Task brief:
Find the string "cheek" in the records. Copy each line that has it.

Dataset excerpts:
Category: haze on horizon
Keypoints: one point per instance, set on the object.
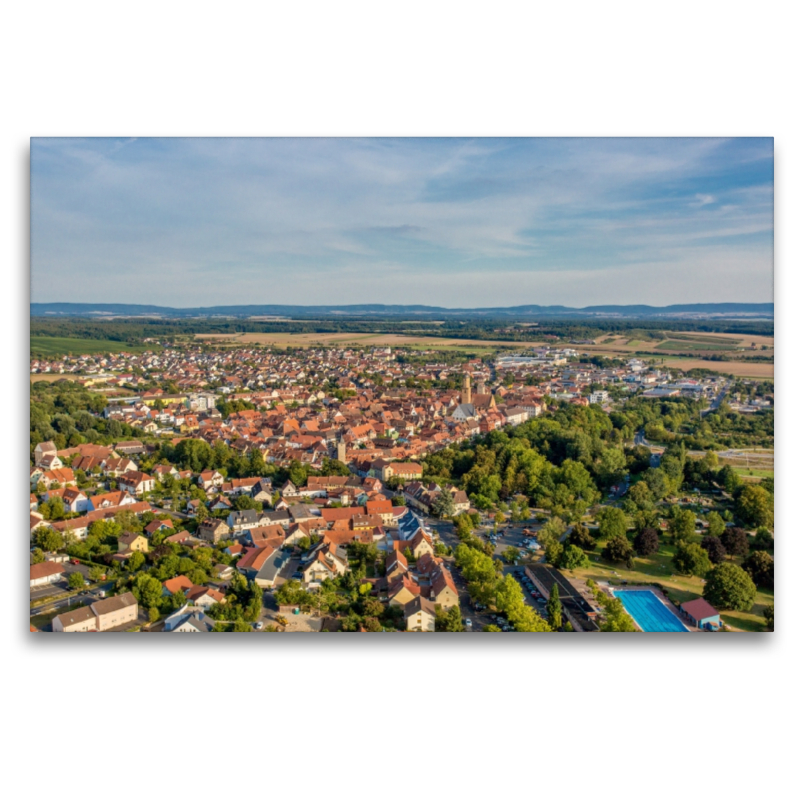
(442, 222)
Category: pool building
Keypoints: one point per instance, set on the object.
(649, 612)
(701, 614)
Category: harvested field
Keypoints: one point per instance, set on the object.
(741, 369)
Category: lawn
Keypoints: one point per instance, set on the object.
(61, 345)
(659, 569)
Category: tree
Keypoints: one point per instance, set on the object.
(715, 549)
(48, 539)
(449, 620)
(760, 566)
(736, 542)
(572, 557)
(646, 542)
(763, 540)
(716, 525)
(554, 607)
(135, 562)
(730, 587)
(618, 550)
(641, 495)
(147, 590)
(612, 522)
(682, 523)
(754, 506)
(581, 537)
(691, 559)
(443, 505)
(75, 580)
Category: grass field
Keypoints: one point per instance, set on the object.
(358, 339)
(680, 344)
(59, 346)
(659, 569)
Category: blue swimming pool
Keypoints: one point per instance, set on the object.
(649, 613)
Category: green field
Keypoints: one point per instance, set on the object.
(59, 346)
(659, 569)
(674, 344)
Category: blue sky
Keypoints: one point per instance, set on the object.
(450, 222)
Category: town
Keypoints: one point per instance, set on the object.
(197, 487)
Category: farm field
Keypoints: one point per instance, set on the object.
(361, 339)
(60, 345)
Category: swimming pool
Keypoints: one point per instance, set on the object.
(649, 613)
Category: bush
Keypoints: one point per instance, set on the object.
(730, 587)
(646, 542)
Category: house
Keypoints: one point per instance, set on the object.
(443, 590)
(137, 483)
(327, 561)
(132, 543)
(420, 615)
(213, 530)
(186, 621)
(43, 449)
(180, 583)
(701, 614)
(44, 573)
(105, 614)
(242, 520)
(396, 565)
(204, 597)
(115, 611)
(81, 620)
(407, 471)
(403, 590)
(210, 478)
---
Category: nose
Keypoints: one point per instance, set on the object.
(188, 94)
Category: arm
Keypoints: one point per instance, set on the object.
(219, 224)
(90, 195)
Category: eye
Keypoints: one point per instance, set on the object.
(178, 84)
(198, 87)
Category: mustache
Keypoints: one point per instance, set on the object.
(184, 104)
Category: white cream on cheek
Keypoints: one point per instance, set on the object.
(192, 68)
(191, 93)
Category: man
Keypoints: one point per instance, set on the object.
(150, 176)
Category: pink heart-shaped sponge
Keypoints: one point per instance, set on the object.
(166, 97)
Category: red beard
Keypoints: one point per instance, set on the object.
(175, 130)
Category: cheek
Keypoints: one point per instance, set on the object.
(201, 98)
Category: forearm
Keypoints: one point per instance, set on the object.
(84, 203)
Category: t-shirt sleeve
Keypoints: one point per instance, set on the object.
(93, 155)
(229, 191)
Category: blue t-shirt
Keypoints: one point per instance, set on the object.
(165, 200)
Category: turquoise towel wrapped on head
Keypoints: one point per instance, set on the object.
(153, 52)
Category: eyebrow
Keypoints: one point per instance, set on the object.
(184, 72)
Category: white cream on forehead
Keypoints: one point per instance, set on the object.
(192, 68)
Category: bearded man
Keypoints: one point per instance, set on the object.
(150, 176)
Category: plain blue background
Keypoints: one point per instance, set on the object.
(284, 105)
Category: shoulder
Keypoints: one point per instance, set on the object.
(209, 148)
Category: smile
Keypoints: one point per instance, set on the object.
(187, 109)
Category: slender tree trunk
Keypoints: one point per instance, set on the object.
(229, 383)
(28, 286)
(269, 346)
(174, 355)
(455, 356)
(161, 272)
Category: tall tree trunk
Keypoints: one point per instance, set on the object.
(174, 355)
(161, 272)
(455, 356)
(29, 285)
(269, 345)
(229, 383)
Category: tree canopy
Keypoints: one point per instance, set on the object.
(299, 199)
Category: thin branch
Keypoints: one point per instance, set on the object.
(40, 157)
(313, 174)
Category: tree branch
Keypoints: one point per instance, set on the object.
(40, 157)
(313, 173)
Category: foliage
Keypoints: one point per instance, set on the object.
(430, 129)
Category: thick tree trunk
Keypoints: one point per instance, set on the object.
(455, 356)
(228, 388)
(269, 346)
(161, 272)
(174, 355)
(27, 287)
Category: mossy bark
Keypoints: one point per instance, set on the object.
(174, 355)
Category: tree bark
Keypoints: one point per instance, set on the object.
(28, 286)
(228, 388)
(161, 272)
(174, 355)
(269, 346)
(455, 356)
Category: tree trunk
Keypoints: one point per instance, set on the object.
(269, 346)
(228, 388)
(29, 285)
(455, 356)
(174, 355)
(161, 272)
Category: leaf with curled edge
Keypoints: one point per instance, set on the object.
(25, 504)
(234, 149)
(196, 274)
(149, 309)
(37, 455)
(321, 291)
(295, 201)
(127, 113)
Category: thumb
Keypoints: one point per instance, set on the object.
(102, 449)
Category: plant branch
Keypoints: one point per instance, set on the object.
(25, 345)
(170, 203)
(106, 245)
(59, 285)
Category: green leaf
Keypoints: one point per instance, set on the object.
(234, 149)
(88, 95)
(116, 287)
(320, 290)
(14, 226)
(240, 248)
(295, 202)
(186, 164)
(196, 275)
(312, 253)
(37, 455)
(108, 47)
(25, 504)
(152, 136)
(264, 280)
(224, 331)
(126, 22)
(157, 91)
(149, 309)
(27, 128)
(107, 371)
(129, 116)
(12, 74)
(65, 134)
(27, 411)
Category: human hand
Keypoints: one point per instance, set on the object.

Solution:
Category: white cream on cheek
Category: cheek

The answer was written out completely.